To begin, Julia Wilson from Sense About Science gave a presentation on ‘Standing up for Science’, providing an insight into their work responding to the misrepresentation of scientific information on important issues as well as their work with scientists to promote evidence in public discussion. In particular, Julia highlighted the Voice of Young Science programme which aids research scientists from all fields in the early stages of their career in getting actively involved in public debate about science.

This was followed by an interactive session led by Debra Hurcomb representing the getstats 10 year statistical literacy campaign in which the audience was introduced to ‘stats pitching’ and ‘stats busking’ (discussed in a previous RSS eNews article: http://www.rssenews.org.uk/articles/20110301_2).

### Provided material
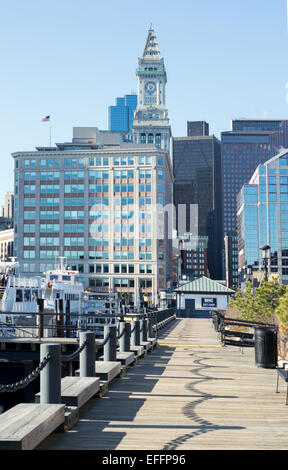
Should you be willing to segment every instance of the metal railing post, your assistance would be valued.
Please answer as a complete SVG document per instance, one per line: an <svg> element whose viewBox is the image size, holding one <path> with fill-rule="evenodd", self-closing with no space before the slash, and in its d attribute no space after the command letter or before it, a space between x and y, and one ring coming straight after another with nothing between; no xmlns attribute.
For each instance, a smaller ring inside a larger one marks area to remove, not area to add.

### What is asked
[a] Using the passage on Sense About Science and getstats that comes before the listing, decide whether each statement agrees with it. Answer yes or no for each, and quote the deciding words of the passage exactly.
(i) The Voice of Young Science programme helps research scientists who are early in their careers take part in public debate about science.
(ii) Debra Hurcomb led the interactive session on behalf of Sense About Science.
(iii) Julia Wilson's presentation came after the interactive session.
[b] Reproduce part of the passage on Sense About Science and getstats, starting at the words "To begin, Julia" and stopping after the words "debate about science.".
[c] Resume the passage on Sense About Science and getstats from the point where it stops.

### Task-by-task results
[a]
(i) Yes. "the Voice of Young Science programme which aids research scientists from all fields in the early stages of their career in getting actively involved in public debate about science"
(ii) No. "an interactive session led by Debra Hurcomb representing the getstats 10 year statistical literacy campaign"
(iii) No. "To begin, Julia Wilson from Sense About Science gave a presentation" and "This was followed by an interactive session"

[b]
To begin, Julia Wilson from Sense About Science gave a presentation on ‘Standing up for Science’, providing an insight into their work responding to the misrepresentation of scientific information on important issues as well as their work with scientists to promote evidence in public discussion. In particular, Julia highlighted the Voice of Young Science programme which aids research scientists from all fields in the early stages of their career in getting actively involved in public debate about science.

[c]
Workshop attendees were split into groups to discuss how they would quickly highlight the importance and use of statistics if given only a minute in a lift, at a coffee machine or in a queue in which to promote the subject to someone who is not a statistician – the ‘stats pitch’. Discussions then ensued about how to actively demonstrate what statistics is all about through stats busking after a demonstration from Rebecca Hill of Science Brainwaves, a ‘science busker’ who has been taking part in busking at events such as the Green Man Festival.

Volunteers were asked to pick up a jar of rice using only a pencil, an activity used to demonstrate the force of friction- a science busking idea. The attendees then had to devise interactive ways in which statistical ideas could be demonstrated. The attendees came up with ideas ranging from card tricks and the Monte Hall problem to a ‘beat the goalie’ type activity.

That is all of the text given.